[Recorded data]
· · · · ·
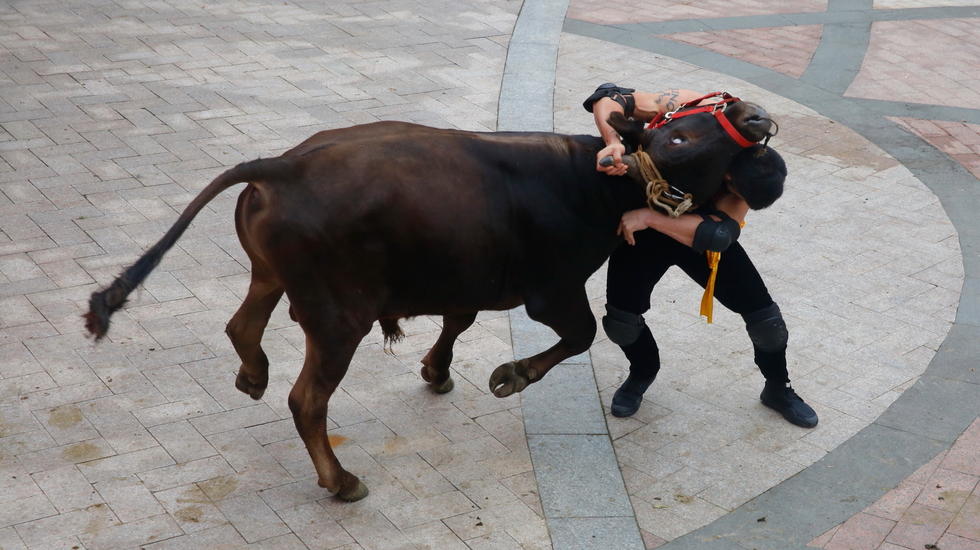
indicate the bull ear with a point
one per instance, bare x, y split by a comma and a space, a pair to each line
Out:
630, 130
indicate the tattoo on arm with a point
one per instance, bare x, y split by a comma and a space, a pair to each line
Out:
668, 99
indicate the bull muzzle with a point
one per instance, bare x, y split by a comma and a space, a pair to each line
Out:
751, 120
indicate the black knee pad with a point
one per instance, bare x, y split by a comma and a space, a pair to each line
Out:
767, 329
622, 327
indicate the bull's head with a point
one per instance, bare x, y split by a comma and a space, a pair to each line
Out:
693, 152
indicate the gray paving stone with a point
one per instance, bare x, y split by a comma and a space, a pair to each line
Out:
578, 477
595, 533
566, 402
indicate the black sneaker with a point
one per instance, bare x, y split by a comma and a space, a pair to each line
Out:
784, 400
627, 399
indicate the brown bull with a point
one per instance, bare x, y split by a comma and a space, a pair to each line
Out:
392, 220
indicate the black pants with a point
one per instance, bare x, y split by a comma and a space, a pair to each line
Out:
635, 270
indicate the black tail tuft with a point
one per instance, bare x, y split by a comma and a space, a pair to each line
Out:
104, 303
393, 333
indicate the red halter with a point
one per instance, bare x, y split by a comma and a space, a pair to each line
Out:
717, 109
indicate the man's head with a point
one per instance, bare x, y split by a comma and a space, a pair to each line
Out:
757, 174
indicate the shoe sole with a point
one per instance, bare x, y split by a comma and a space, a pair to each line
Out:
801, 423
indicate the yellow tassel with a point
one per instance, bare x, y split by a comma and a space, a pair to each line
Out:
708, 299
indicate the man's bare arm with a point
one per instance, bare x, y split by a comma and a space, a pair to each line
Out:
614, 147
683, 227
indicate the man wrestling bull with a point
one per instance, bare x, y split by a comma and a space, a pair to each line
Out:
704, 245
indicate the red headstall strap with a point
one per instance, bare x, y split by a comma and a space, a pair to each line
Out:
716, 108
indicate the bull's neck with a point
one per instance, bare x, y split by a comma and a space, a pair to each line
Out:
608, 197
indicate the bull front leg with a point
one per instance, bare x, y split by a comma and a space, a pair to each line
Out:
569, 315
435, 364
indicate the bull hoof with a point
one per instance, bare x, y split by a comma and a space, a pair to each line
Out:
511, 378
255, 390
444, 387
353, 494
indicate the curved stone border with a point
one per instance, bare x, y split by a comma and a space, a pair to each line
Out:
928, 417
582, 492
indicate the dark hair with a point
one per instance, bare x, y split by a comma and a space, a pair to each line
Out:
758, 173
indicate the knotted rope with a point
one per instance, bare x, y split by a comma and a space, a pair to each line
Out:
659, 191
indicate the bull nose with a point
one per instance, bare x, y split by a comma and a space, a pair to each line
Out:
754, 122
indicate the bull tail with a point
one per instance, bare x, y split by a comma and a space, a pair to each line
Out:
104, 303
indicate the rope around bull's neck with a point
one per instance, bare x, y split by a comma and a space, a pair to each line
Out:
657, 186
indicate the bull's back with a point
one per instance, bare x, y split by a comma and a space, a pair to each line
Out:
424, 215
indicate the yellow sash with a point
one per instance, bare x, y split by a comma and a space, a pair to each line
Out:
708, 299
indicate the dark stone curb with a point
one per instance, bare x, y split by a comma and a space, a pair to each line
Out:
582, 491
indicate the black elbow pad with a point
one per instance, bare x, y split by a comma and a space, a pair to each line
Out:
715, 236
623, 96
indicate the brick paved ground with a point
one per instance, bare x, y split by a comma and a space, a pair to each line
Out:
898, 68
631, 11
959, 140
865, 315
784, 49
938, 505
113, 116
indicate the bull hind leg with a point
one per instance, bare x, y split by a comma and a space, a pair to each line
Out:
330, 344
569, 315
435, 364
246, 327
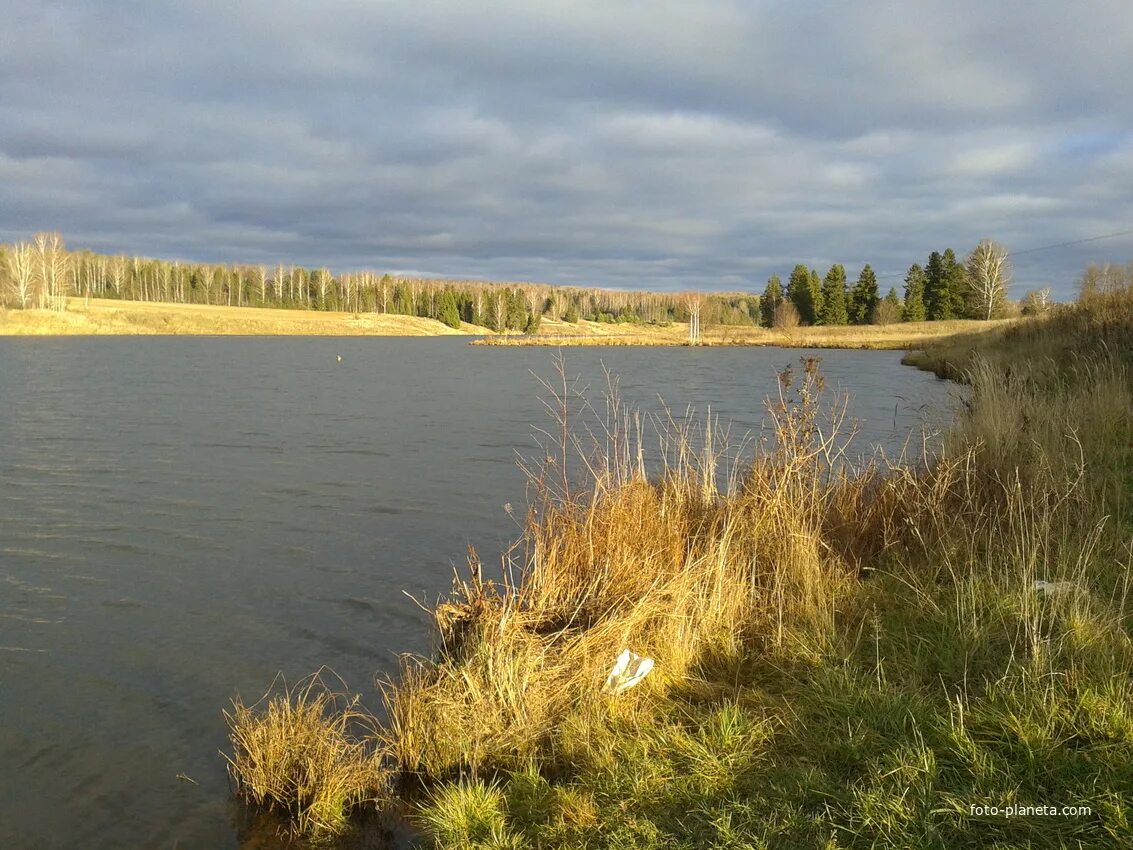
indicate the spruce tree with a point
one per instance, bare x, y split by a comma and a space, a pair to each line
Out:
863, 298
815, 289
834, 296
937, 300
803, 289
914, 294
769, 302
956, 287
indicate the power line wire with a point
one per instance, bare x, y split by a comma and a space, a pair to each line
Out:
889, 275
1072, 241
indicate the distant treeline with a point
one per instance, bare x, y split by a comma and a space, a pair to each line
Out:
42, 273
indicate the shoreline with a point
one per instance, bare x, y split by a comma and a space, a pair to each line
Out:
110, 317
99, 317
778, 671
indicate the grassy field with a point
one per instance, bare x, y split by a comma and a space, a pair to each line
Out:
900, 336
107, 316
846, 656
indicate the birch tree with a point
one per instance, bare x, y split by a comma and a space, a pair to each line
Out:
51, 266
19, 260
989, 274
695, 303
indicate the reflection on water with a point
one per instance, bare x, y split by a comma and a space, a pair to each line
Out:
180, 519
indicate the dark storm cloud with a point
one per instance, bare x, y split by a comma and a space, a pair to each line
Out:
636, 144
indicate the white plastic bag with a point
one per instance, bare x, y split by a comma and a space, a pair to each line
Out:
628, 671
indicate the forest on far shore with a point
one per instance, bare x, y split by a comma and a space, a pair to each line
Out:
42, 272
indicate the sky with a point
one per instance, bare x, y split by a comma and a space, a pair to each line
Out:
642, 144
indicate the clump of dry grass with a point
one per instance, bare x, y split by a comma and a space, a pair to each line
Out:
307, 753
708, 557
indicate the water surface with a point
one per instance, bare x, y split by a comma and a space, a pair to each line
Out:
182, 518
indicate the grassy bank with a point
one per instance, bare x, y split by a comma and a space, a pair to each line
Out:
845, 656
107, 316
900, 336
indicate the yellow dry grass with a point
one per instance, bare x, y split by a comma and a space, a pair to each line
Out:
899, 336
114, 317
304, 753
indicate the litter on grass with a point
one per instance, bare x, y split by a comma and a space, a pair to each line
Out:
628, 671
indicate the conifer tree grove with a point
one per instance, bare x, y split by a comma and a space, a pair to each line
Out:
804, 290
863, 298
769, 302
834, 296
914, 294
955, 286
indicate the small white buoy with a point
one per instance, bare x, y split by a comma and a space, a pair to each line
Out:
628, 671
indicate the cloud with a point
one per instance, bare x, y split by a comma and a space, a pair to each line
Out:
640, 144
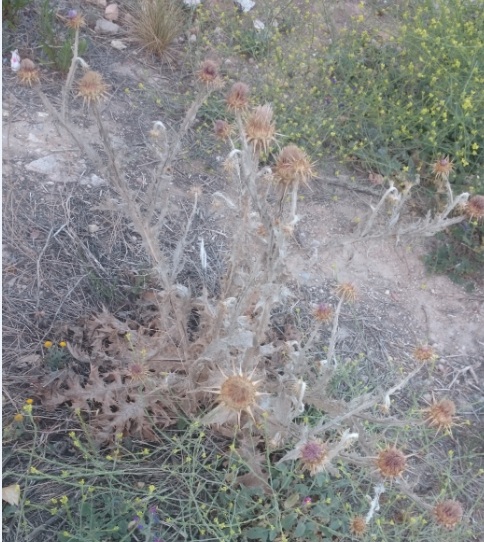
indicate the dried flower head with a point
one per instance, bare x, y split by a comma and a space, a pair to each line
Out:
443, 167
92, 87
138, 372
347, 292
441, 414
259, 128
222, 129
237, 394
293, 165
75, 20
358, 525
448, 513
313, 455
474, 207
238, 97
391, 462
424, 352
208, 74
323, 312
28, 73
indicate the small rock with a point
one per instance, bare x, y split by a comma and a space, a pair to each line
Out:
118, 44
97, 181
47, 165
111, 13
245, 5
106, 27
· · · · ·
__Problem description__.
Would you mind returning each entry above word for word, skipping the images?

__Result for this exercise__.
indicate the bull ear with a point
one per instance, bare x, y split by a comma and a space, a pair to each line
Out:
630, 130
indicate the tattoo on arm with a point
one per instance, bare x, y split by a comma and a space, a pair to each line
Out:
668, 99
indicate the bull muzzle with a point
one per instance, bare x, y split by a comma and a space, a pair to each line
Out:
751, 120
indicate the black knee pad with a point
one per instance, bare x, y split by a comma and a space, a pair to each line
Out:
767, 329
622, 327
indicate the bull's head with a point
one per instance, bare x, y split by a comma and a space, a pair to each line
Out:
693, 152
indicate the gray paving stone with a point
one per instance, bare x, y split by a comma and a space, a pair to each line
Out:
578, 477
595, 533
566, 402
indicate the black sneaker with a point
one per instance, bare x, y split by a comma and a space, a pair to each line
Out:
784, 400
627, 399
indicate the brown bull with a point
one per instance, bare x, y split by a comma and a space, a pair to each line
Out:
392, 220
indicate the black pants with a point
one per instance, bare x, y split by a comma and a space, a pair to each line
Out:
635, 270
indicate the black tail tuft with a point
one per instance, bare x, y split by a comma and a space, a pair to each line
Out:
104, 303
393, 333
indicate the red halter with a point
one per instance, bare x, y split by a comma and a space, a pair to each line
Out:
717, 109
indicate the man's head with a point
one per instance, bare x, y split by a comma and a space, a pair to each line
Out:
757, 174
indicate the shoe sole with a point
one per instance, bare x, y split by a comma and a space, a pair to each line
Out:
801, 423
indicate the yellow tassel with a point
one per instance, bare x, y split by a comma and a space, a pair to each line
Out:
708, 299
indicate the man's bare arm with a point
one per instance, bare x, y split by a comma and a space, a pair to each line
Out:
614, 147
683, 227
indicate the man wrestling bull with a point
one per instance, bare x, y split by a comma and a space, a pair to each line
Out:
704, 245
indicate the red headstall strap with a point
one per instance, bare x, y split by a comma and a space, a pair to each line
Out:
716, 108
indicate the bull's neck with a point
one per instance, bare x, y split by a comma and a space, a pair to each line
Out:
608, 197
indicate the bull front leg with a point
one per instance, bare x, y split by a comma and a space, a pair to each line
Out:
569, 315
435, 364
indicate the bull hoof with a point
one per instance, bare x, y split by a comma and a space, a pair to each line
Out:
511, 378
255, 390
444, 387
353, 494
indicate the curved stone border with a point
one per instance, bare x, y split by a comma and a space, a pair to each line
Out:
928, 417
582, 492
indicate the dark hair with a point
one per instance, bare x, y split by a comma and a space, a pair to each line
Out:
758, 173
indicate the knotted rope with a point
one per instance, bare x, y split by a comma and a space, a pair to each line
Out:
659, 191
indicate the bull nose with a point
one per instance, bare x, y split by a comma and a space, a pair to each line
Out:
754, 122
indicate the bull tail with a point
one per instance, bare x, y split by a comma and a space, a pair to each line
Out:
104, 303
indicate the rope around bull's neck with a point
one per instance, bare x, y split by a comma and a space, a pair to each line
Out:
657, 186
indicate the bull's back with a point
one per instance, bare x, y split by a comma and a space, a pair to each line
Out:
424, 215
indicate the yellow sash with a point
one per instance, bare x, y split by a comma and a space, a pair to each line
Out:
708, 299
indicate the dark stone curb with a point
one per instance, bare x, y split by a comma and a space, a pair to each line
Out:
582, 491
indicate the black elbow pad with a point
one per instance, bare x, y split by a comma and a space, a pair to each line
Out:
715, 236
623, 96
indicate the brick paved ground with a point
one per instance, bare x, y split by a comma and a space, a pair to each line
Out:
898, 68
631, 11
959, 140
865, 315
784, 49
938, 505
113, 116
indicate the bull hind leg with a point
one per instance, bare x, y split by a comma and a space, a pair to each line
Out:
330, 344
569, 315
435, 364
246, 327
indicate the spruce tree with a point
one per instance, bare x, y split by a comma and a space, a pair to each line
Out:
863, 298
815, 289
834, 296
937, 300
803, 289
914, 294
769, 302
956, 287
indicate the power line wire with a point
one per instance, bare x, y split by a comma and a space, a pair to each line
Out:
889, 275
1072, 241
indicate the distant treeline with a point
one per instance, bare x, y split by a comma and a space, a pair to each line
Out:
42, 273
indicate the shoreline with a point
one per instance, bare x, y split by a comma and a space, a pair to each line
Out:
110, 317
99, 317
778, 671
indicate the grassy field with a point
one per instance, bare x, y split by a comma and a space, a pair to each line
Out:
900, 336
107, 316
846, 656
indicate the birch tree with a point
one per instance, bare x, y split by a comma and a space, a pair to each line
Out:
51, 266
19, 260
989, 274
695, 303
indicate the reflection on water with a point
one per instance, bare x, y split by a comma and a space, a pair to each line
Out:
180, 519
indicate the dark storm cloud with a point
one per instance, bare x, y split by a comma and a space, a pair to each line
Out:
636, 144
indicate the white plastic bag with a point
one per instance, bare x, y split by a comma and a space, a pair to each line
Out:
628, 671
indicate the forest on far shore with a point
one per instance, bare x, y split by a comma and a space, a pair to each line
Out:
42, 272
indicate the sky with a point
one per instance, bare x, y split by a comma and a space, a pair to each line
Out:
642, 144
indicate the clump of dry grass with a point
one per instance, bare x, y split by a comma and a space, a pair to each line
Out:
307, 753
708, 557
indicate the water surface with a point
one per instance, bare x, y split by a comma and a space, a pair to each line
Out:
182, 518
indicate the grassy bank with a point
one per instance, bare x, y split by a comma and a space, a pair to each line
Out:
845, 656
107, 316
900, 336
indicate the yellow dry grass with a point
one per instance, bare x, y split by a comma and a space, a pair to each line
Out:
899, 336
114, 317
304, 753
indicate the litter on grass with a point
one per instance, bare x, y split by a comma and a space, a pair to each line
Out:
628, 671
indicate the conifer tree grove with a point
one per instance, bare x, y split by a comma and a space, a pair to each line
Out:
804, 290
863, 298
769, 302
834, 296
914, 294
955, 286
indicate the small white buoy with a point
one per instance, bare x, y split by a comma and a space, a pair to each line
Out:
628, 671
indicate the cloud with a point
one per instance, bare x, y split by a comma and a space, a pair to each line
Out:
640, 144
indicate the dried flower head with a point
one per instance, bare x, y split by a comma and a space, a pair to each line
Out:
443, 167
92, 87
138, 372
347, 292
441, 414
259, 128
222, 129
237, 394
293, 165
75, 20
358, 525
448, 513
313, 455
474, 207
238, 97
391, 462
424, 352
208, 74
323, 312
28, 73
indicate the small rock with a point
one per instance, bare x, y split by a comma and a space, a pair to each line
Out:
118, 44
97, 181
47, 165
111, 13
245, 5
106, 27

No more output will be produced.